Take the line that contains "shaped like [140,164]." and each line after it in the material below, and transcribe them exactly, stopping at the end.
======== DATA SUPPLIED ========
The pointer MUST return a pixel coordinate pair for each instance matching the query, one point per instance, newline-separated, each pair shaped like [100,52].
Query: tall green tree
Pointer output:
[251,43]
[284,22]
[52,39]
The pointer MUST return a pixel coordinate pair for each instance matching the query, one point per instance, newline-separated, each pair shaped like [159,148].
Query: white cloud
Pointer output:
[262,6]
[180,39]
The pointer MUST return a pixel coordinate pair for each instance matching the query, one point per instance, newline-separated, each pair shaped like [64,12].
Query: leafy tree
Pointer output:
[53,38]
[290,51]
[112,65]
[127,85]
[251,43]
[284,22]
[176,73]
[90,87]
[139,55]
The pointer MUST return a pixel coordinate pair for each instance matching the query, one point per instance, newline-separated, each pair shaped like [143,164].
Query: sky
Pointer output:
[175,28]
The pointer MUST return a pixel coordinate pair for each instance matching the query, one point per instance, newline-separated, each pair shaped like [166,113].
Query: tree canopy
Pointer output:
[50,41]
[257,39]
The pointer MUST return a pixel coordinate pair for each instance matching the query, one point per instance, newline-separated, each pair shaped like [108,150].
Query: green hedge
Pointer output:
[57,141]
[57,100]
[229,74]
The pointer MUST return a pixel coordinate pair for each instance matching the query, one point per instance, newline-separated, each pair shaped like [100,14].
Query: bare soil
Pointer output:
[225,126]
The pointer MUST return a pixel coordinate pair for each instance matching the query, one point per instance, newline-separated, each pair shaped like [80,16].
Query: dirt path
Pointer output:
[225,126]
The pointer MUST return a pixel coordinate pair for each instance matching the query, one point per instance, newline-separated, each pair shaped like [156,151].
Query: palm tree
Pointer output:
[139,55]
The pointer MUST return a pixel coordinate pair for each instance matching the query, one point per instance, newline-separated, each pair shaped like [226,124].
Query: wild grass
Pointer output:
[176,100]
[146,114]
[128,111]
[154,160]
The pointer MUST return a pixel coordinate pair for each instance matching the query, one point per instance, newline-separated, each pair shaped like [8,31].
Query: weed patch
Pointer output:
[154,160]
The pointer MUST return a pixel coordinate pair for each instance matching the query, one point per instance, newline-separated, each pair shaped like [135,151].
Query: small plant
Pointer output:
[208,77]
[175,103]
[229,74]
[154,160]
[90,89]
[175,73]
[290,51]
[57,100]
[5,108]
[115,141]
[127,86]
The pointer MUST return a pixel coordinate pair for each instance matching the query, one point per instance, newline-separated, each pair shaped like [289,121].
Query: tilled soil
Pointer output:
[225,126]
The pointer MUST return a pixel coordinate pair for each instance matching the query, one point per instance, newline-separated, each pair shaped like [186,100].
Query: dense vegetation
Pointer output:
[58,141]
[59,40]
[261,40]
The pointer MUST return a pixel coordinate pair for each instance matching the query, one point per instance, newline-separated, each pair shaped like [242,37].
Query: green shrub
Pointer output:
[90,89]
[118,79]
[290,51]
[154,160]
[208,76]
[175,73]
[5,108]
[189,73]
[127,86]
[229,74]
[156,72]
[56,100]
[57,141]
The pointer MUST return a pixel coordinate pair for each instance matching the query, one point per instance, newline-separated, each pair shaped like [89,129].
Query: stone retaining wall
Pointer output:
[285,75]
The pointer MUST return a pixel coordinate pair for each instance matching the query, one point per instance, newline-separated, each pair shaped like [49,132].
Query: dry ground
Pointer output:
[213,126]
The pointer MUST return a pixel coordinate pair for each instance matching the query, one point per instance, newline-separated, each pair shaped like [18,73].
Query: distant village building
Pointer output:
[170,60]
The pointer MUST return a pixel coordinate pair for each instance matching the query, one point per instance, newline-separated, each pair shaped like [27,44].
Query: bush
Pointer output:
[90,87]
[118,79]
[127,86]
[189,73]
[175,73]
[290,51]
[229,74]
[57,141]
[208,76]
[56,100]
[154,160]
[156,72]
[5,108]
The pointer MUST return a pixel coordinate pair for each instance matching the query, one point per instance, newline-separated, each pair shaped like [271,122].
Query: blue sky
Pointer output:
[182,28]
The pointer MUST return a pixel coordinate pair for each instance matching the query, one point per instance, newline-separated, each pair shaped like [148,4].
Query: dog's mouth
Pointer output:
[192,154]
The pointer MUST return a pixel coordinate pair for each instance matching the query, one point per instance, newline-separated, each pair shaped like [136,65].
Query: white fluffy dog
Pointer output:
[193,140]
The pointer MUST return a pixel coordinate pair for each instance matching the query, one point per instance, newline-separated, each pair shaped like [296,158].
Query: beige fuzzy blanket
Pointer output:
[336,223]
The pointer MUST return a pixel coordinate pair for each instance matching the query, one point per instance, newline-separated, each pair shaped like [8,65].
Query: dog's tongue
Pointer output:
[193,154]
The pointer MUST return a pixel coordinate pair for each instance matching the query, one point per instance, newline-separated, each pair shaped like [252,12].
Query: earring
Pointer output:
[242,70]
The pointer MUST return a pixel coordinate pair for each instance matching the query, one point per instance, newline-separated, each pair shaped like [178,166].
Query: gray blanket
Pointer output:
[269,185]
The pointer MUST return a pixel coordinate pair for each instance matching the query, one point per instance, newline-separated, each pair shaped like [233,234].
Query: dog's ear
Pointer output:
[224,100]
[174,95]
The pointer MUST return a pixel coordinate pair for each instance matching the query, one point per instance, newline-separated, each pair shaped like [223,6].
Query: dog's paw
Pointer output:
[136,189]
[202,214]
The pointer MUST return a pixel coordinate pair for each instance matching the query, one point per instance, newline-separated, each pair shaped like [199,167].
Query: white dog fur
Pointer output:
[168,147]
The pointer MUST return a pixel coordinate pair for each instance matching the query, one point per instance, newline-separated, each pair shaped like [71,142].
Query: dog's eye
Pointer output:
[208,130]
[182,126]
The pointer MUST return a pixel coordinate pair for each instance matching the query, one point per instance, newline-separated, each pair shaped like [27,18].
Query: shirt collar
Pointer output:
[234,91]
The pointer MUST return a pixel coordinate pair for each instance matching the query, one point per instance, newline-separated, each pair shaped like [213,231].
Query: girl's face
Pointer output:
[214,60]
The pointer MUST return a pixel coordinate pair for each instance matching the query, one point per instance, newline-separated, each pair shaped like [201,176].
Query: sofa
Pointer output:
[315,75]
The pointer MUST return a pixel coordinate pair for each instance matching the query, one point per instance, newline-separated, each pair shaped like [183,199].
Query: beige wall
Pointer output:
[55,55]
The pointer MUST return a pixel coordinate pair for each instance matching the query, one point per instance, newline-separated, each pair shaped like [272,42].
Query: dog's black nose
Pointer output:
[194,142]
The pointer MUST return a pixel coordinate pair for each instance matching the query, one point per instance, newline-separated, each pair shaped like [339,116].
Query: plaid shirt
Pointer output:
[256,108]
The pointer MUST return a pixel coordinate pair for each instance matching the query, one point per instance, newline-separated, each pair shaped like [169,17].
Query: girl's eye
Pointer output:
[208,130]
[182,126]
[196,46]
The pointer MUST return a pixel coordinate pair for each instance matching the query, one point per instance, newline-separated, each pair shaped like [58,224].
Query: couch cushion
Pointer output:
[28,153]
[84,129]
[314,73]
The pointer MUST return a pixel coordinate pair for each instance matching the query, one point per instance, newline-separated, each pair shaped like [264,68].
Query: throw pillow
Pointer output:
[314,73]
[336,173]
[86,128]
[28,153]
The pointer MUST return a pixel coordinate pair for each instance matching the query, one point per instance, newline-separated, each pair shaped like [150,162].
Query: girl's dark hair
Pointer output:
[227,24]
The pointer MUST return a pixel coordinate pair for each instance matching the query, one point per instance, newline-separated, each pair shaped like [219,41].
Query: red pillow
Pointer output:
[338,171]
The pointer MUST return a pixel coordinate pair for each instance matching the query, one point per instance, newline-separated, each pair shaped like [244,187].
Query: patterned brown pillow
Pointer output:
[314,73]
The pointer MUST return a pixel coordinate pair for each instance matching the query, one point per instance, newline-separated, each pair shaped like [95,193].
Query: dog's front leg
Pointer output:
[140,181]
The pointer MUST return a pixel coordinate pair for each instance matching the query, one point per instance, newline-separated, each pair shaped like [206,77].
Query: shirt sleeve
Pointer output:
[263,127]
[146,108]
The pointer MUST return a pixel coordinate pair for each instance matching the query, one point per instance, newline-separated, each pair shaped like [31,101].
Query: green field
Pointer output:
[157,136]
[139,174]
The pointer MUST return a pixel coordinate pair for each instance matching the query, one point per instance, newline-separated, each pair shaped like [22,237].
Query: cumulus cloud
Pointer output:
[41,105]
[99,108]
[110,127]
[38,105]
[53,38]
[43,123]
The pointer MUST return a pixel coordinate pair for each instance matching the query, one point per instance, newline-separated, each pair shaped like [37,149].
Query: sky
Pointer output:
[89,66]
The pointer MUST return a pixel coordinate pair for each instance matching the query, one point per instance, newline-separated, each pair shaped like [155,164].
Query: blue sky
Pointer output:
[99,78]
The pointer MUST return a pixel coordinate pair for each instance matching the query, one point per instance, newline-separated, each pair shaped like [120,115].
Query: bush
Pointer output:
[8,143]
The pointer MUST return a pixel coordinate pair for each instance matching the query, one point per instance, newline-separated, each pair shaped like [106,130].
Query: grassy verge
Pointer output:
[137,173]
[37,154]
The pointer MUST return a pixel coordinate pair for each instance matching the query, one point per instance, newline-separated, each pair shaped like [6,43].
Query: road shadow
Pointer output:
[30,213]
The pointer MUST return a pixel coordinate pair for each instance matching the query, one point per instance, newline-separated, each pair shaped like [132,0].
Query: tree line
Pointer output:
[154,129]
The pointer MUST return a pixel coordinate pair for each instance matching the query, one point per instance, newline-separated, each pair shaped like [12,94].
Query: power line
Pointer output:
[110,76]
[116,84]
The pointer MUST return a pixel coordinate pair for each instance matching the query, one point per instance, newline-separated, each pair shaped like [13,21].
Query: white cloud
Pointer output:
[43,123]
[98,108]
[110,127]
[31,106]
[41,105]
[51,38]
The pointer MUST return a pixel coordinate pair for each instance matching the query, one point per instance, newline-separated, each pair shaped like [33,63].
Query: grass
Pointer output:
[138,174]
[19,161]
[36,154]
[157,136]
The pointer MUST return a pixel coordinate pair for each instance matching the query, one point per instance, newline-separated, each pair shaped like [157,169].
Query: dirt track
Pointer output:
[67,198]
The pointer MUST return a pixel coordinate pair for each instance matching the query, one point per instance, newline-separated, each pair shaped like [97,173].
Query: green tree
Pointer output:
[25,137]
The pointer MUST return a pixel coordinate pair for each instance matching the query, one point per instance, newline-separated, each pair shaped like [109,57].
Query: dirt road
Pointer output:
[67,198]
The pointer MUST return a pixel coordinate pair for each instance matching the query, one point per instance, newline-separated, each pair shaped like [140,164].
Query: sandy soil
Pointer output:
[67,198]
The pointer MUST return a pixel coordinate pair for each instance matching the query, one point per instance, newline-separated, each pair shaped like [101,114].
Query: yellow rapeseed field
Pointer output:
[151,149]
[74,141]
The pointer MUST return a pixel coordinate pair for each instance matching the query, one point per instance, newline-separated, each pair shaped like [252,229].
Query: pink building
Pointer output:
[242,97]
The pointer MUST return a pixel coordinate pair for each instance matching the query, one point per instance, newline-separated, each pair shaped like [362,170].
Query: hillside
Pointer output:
========
**WRITTEN RESPONSE:**
The pointer MUST return a pixel coordinate pair for each instance matching the query, one point per instance, newline-separated, each pair shaped like [140,164].
Query: sandy soil
Pointer output:
[67,198]
The pointer MUST return a pixel coordinate pair for each instance matching the query, one point per instance, newline-separated, each pair shaped like [101,114].
Query: yellow rapeseed field
Pointer output:
[151,149]
[74,141]
The pointer MUST return a pixel coordinate pair for each instance matching the query, one point per instance, newline-separated, each pair shaped like [252,229].
Query: pink building
Pointer output:
[242,97]
The pointer MUST return a pixel coordinate pair for each instance matching the query, one point per instance, newline-separated, each pair shaped like [362,170].
Query: hillside
Pointer output:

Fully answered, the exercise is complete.